> [KURZE ÜBUNG] Übernimm aus dem Text über das Maiglöckchen wörtlich den Abschnitt von „CMA (Centrale Marketinggesellschaft“ bis einschließlich „die Erde tropften.“.

CMA (Centrale Marketinggesellschaft d. dt. Agrarwirtschaft)
 
     
  Der Legende nach soll das Maiglöckchen aus den Tränen Marias entstanden sein, als diese unter dem Kreuz Jesu auf die Erde tropften.  
  Dementsprechend findet man Convallaria majalis, wie Maiglöckchen botanisch genannt werden, auf vielen Mariendarstellungen in der Malerei. Den meisten Menschen ist diese Entstehungsgeschichte des Maiglöckchens nicht bekannt. Für sie sind die kleinen weissen Blümchen ein Symbol des wiedererwachenden Lebens, des Glücks und der Liebe. Denn unverkennbar produzieren sie einen raffiniert-erotischen Duft – passend zum Wonnemonat Mai. Die sinnliche Ausstrahlung hat das Maiglöckchen zum Liebesboten par excellence gemacht. Kein Wunder, dass die Germanen die Blume Ostara, der Göttin des Frühlings und der Fruchtbarkeit, zuordneten und dass das Maiglöckchen bis heute zu Brautstrauss und Hochzeitsdekoration gehört. Aber auch als Glücksbote wird Convallaria geliebt und zum Start in den Mai gern verschenkt: Wer am 1. Mai ein Maiglöckchen bei sich trägt, dem ist das Glück das ganze Jahr über hold.      
     
         
  Kaiserblümchen
Eine wahre Blütezeit erlebte das Maiglöckchen in Wilhelminischer Zeit. Millionenfach wurden die duftenden Glöckchen gekauft, weniger im Mai als vielmehr be-reits in den Wintermonaten, wenn die Sehnsucht nach Frühling besonders gross war. Die breite Blumenauswahl auch im Winter, die für uns heute selbstverständlich ist, gab es damals nicht und Maiglöckchen waren vergleichsweise einfach vorzutreiben. Vilmorins «Illustrierte Blumengärtnerei» aus dem Jahr 1879 erläutert das Verfahren, das Berliner Gärtner entwickelt hatten: «Sind die Maiglöckchenkeime alle gesetzt, so erwärmt man das Haus auf 25 bis 30 °C und erhält die Wärme Tag und Nacht beständig auf dieser Höhe. Die geringste Nachlässigkeit in der Unterhaltung in einer einzigen Nacht kann den Erfolg in Frage stellen.» Rund drei Wochen nach Beginn der Treiberei zeigten die fleischigen Maiglöckchenwurzeln, Eiskeime genannt, die ersten Blütenstände und konnten verkauft werden.

(Sammlungseinträge)
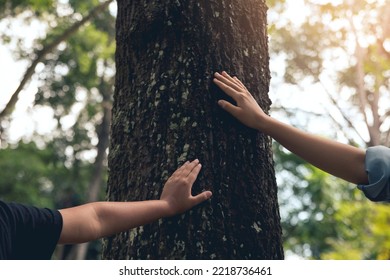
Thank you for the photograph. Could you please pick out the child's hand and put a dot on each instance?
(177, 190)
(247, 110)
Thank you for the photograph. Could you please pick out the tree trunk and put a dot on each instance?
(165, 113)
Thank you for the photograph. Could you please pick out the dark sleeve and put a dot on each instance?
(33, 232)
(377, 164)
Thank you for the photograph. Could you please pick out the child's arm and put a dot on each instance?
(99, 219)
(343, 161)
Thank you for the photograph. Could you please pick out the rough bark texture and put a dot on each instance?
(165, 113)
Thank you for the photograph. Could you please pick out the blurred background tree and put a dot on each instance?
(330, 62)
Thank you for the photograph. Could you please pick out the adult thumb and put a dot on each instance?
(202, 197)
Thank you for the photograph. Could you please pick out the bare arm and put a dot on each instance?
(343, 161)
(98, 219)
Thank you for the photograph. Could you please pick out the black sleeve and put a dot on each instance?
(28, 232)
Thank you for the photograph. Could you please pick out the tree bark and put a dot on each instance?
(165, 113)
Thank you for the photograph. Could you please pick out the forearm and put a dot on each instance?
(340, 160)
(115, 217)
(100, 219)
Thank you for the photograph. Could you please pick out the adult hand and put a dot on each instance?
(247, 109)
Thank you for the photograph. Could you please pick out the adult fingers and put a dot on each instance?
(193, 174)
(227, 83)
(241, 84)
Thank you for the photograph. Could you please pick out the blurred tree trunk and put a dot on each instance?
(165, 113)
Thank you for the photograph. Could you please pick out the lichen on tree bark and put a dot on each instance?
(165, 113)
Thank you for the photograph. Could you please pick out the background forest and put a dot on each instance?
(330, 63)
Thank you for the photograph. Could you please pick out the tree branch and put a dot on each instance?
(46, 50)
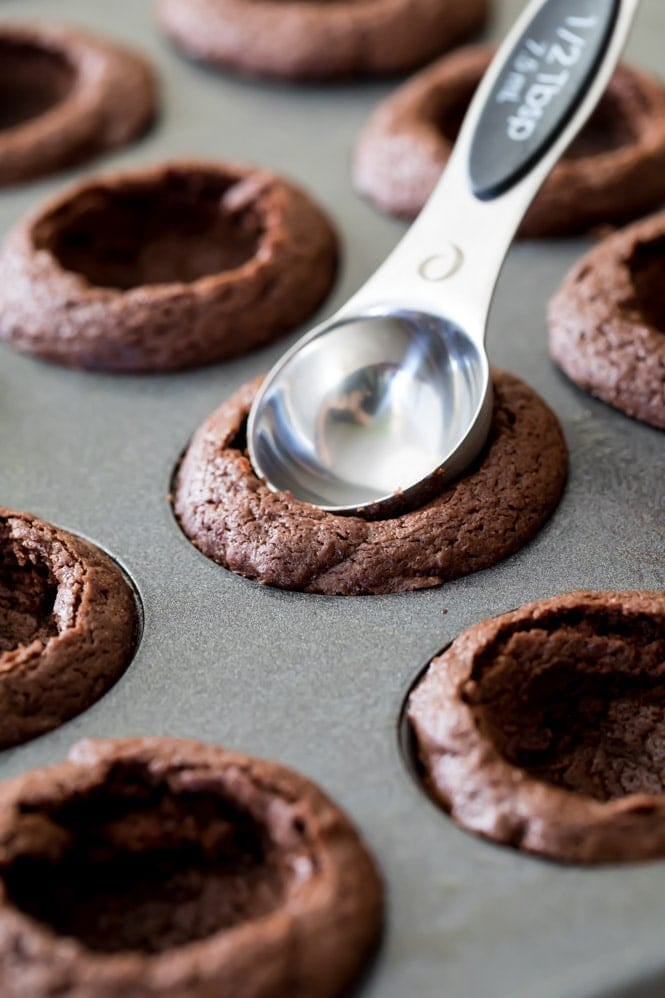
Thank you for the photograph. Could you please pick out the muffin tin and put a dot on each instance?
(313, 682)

* * *

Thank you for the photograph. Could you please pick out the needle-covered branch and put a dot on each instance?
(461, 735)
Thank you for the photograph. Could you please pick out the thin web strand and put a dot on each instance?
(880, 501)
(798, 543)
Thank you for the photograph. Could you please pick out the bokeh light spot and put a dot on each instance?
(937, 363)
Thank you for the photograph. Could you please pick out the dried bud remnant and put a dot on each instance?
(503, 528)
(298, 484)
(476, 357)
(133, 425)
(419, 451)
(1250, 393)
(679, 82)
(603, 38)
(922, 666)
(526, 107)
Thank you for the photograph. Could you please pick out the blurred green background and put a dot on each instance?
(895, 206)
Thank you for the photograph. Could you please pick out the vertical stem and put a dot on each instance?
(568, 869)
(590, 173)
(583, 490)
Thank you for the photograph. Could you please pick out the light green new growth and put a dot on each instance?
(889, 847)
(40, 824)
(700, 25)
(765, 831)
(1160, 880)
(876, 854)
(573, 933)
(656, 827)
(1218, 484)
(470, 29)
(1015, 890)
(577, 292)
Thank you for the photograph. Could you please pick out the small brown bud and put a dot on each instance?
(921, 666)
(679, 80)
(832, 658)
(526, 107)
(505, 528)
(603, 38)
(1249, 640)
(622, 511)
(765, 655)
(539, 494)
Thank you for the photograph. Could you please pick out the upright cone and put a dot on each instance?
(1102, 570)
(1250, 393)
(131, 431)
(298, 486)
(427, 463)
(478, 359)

--

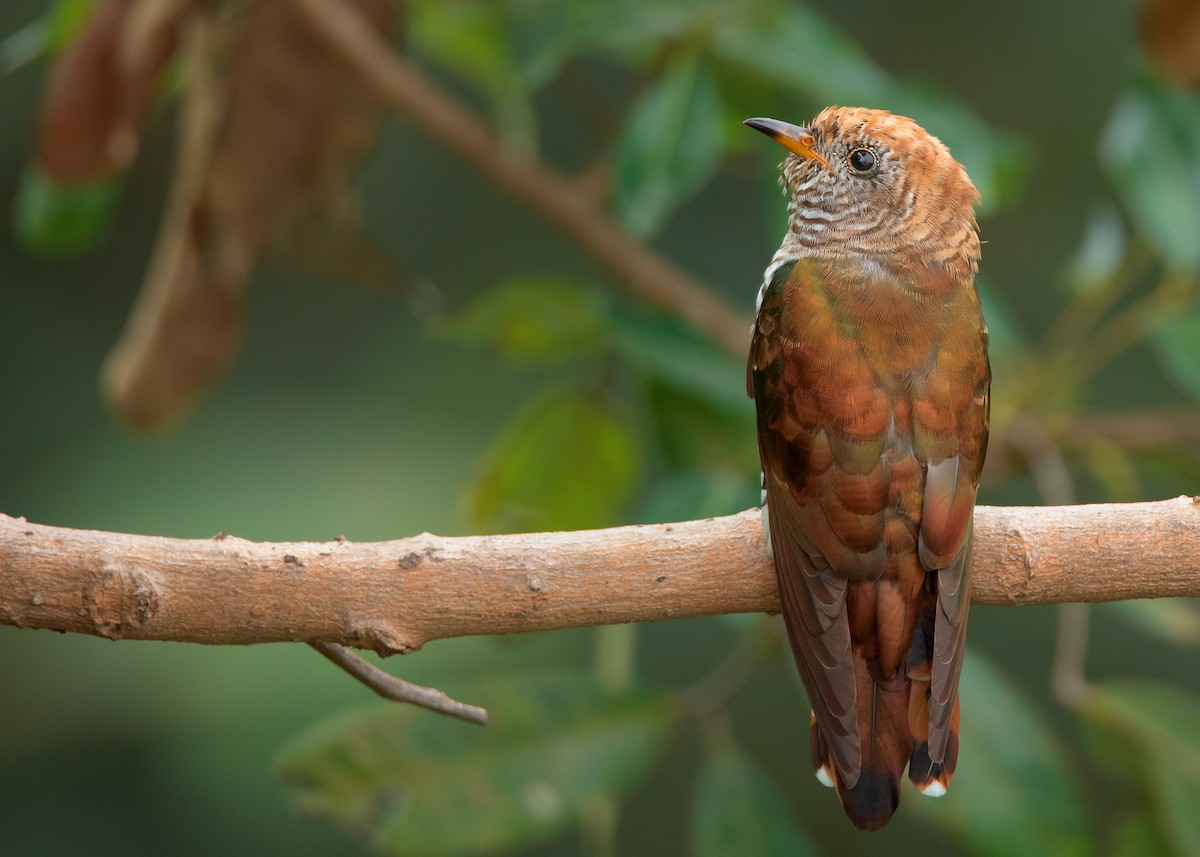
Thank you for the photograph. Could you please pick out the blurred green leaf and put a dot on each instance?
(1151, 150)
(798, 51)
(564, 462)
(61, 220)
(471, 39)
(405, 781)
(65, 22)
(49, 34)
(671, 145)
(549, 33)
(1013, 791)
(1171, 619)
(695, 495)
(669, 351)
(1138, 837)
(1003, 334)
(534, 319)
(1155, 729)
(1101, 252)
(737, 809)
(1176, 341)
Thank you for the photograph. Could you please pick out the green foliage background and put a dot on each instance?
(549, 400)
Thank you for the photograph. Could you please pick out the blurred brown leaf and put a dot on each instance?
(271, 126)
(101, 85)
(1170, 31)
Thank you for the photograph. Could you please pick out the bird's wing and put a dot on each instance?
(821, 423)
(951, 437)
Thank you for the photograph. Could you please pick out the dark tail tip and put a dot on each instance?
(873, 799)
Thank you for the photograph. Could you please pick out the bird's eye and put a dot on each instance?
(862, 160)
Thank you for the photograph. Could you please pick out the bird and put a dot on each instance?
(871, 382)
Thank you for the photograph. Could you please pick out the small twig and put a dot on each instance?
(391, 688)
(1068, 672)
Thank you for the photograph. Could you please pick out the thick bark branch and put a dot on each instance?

> [LÖSUNG]
CMA (Centrale Marketinggesellschaft d. dt. Agrarwirtschaft)
 
     
  Der Legende nach soll das Maiglöckchen aus den Tränen Marias entstanden sein, als diese unter dem Kreuz Jesu auf die Erde tropften.